[Data records]
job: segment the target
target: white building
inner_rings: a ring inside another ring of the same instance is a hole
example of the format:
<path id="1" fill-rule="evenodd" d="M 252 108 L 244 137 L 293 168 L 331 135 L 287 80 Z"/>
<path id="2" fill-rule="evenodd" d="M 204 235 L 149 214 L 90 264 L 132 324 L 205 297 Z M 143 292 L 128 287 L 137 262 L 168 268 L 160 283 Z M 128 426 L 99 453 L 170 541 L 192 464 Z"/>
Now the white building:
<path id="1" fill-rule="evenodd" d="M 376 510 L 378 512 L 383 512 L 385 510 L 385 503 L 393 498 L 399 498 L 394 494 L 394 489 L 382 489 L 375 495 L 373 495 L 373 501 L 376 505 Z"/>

__Required work__: Return every line from the entries above that contains the word "target".

__Response to the task__:
job: segment the target
target: white building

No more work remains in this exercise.